Stored records —
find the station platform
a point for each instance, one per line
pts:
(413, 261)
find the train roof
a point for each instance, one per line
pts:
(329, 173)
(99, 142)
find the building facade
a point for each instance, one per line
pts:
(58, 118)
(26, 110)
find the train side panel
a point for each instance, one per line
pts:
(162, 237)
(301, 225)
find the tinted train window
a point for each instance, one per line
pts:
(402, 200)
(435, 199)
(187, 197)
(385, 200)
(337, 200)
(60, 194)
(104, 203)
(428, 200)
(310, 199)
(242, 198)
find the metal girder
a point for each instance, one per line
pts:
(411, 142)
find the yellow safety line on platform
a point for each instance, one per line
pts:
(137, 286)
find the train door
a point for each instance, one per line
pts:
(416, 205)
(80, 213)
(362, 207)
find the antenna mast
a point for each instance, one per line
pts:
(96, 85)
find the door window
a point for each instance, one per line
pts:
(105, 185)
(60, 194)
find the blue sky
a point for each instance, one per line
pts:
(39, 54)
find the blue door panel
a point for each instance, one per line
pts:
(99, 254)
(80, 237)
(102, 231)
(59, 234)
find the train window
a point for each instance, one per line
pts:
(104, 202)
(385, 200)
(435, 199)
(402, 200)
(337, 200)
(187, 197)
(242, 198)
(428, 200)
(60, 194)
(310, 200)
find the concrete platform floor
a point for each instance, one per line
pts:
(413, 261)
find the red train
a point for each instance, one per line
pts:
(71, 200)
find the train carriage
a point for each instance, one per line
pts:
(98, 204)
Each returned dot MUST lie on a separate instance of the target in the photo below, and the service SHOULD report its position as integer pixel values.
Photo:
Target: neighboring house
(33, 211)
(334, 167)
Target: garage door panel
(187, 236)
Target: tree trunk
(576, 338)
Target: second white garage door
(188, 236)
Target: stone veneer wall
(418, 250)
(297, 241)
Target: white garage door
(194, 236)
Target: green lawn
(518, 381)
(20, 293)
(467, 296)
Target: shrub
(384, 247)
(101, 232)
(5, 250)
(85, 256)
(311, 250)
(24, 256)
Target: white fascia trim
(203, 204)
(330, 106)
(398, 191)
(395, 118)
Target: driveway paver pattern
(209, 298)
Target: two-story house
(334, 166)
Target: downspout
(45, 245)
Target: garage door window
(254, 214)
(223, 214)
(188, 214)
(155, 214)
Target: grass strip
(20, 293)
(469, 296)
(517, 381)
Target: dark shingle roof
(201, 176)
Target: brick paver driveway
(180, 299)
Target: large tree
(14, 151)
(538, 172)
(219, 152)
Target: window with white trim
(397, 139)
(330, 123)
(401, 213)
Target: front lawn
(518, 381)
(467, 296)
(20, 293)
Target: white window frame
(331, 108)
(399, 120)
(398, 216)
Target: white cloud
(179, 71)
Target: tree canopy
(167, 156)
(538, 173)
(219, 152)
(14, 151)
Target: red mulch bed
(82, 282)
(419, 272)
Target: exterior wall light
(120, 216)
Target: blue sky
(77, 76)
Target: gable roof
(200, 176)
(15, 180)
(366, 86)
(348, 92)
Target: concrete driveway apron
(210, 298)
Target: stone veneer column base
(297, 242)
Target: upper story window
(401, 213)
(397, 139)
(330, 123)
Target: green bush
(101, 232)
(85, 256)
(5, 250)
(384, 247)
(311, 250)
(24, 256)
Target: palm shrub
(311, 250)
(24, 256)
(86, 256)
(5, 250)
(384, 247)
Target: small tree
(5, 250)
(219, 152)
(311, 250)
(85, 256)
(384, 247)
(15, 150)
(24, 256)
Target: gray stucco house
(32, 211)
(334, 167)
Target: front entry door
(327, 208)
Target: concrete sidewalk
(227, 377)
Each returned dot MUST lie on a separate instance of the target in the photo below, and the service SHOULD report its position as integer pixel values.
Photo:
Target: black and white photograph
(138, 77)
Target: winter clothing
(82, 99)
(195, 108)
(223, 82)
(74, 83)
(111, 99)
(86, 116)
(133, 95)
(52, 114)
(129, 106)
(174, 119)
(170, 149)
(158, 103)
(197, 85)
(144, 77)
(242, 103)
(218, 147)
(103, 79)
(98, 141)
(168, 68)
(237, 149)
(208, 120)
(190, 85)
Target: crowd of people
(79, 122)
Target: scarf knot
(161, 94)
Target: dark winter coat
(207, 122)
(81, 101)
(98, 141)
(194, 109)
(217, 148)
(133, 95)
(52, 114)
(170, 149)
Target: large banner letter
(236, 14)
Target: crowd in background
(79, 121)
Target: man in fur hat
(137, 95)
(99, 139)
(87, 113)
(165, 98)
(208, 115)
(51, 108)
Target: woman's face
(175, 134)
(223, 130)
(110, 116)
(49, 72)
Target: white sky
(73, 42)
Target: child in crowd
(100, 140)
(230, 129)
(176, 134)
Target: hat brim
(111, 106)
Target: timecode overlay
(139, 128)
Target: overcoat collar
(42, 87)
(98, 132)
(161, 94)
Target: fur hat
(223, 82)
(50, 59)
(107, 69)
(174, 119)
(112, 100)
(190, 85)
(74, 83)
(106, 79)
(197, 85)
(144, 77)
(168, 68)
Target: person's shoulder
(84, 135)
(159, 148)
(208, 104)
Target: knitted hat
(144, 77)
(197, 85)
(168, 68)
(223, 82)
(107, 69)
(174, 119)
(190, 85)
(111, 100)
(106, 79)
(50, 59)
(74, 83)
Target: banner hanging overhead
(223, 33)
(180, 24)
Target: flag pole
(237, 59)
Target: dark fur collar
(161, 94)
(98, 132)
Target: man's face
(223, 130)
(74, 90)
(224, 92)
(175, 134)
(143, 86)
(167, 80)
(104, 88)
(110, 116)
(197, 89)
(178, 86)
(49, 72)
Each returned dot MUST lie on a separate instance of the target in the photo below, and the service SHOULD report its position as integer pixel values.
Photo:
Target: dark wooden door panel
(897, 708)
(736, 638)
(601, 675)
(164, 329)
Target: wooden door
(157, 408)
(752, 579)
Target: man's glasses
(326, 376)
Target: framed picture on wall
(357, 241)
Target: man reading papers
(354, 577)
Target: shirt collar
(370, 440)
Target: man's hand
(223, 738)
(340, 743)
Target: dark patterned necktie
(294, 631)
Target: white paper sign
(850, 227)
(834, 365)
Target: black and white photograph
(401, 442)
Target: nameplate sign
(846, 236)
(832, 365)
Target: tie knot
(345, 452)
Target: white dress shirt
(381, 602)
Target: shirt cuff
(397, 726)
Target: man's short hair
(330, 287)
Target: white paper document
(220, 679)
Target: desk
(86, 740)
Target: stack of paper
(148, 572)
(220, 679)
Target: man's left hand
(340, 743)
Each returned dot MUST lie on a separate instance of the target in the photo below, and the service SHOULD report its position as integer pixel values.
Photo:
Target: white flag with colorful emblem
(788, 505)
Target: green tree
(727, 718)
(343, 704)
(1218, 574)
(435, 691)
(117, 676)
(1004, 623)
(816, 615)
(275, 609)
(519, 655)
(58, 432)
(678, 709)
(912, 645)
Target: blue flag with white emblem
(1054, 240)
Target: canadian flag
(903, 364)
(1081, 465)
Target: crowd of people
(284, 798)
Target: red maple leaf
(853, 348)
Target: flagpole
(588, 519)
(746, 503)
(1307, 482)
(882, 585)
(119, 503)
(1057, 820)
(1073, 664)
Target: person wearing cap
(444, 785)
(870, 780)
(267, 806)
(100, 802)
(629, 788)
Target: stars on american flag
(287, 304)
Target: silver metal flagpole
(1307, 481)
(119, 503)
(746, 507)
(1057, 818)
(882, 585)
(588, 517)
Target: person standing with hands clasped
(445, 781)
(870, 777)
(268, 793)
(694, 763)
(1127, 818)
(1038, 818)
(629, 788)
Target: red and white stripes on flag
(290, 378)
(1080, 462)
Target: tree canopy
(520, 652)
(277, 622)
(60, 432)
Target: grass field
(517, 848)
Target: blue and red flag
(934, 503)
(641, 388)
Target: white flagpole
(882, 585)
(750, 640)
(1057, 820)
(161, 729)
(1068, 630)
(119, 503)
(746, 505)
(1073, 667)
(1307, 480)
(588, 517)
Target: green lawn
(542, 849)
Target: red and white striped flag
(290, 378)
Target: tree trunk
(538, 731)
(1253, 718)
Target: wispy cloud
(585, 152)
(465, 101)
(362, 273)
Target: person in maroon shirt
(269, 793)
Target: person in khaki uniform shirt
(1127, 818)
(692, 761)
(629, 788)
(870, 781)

WORK REQUIRED — Only lines containing the word "train" should appear in the answer, and every such line from the records above must be there.

SOLUTION TO THIS TASK —
find the train roof
find the train side panel
find the tinted train window
find the train door
find the train window
find the red train
find the train carriage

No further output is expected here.